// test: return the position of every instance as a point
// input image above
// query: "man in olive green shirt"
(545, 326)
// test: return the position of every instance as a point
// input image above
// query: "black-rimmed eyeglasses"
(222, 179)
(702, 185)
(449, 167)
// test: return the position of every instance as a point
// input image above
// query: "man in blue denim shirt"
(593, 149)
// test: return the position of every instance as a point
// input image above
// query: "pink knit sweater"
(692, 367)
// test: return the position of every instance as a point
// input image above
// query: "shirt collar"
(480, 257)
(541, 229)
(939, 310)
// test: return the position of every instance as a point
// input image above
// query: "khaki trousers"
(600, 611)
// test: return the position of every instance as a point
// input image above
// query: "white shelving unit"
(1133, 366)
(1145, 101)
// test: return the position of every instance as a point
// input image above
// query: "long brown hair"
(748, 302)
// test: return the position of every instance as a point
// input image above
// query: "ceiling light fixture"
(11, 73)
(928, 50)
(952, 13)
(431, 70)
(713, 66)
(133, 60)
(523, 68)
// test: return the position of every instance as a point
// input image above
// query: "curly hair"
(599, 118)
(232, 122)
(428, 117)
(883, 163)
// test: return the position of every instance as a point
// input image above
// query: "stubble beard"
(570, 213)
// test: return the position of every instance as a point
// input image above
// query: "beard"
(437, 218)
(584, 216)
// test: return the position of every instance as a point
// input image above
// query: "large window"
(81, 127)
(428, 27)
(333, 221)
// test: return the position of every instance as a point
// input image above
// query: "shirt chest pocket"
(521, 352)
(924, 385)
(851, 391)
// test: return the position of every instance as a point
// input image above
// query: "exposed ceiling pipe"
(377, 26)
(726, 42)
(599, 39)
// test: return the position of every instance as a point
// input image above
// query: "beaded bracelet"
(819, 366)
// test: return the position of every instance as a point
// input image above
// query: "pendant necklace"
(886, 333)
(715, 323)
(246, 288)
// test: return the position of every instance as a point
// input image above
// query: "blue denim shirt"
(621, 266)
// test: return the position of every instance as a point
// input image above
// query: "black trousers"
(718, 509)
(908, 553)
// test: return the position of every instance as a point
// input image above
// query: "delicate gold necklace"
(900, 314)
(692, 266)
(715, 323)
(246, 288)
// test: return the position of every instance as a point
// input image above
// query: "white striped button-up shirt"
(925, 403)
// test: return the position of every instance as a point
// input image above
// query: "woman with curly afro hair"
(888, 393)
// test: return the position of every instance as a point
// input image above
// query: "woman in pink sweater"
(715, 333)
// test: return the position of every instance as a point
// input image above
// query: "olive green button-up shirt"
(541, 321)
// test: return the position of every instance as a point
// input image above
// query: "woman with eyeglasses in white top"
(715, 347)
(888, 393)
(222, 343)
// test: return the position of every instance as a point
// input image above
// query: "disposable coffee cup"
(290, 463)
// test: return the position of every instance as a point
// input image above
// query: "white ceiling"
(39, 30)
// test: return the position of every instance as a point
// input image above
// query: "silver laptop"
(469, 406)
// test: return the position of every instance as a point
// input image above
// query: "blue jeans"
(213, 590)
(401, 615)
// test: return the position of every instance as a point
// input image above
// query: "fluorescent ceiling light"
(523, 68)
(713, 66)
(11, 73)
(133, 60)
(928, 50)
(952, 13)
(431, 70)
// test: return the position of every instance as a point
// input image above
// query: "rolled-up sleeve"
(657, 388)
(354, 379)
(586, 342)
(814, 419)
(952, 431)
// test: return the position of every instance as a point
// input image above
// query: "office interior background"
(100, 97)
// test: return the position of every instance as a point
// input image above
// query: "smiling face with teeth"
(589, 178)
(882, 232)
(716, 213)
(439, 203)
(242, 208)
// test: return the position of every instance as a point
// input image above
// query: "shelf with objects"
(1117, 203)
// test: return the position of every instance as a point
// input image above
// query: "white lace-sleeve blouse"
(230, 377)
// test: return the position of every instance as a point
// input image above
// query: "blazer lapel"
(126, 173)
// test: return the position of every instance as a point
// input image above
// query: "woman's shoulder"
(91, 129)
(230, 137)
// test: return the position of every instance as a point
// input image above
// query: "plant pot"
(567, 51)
* * * *
§ **Your instructions**: Please collect every line of the listing above that contains the word "denim", treating uppercase and lowercase as different.

§ **Expected answer**:
// query: "man in blue denim shirt"
// query: "blue denim shirt"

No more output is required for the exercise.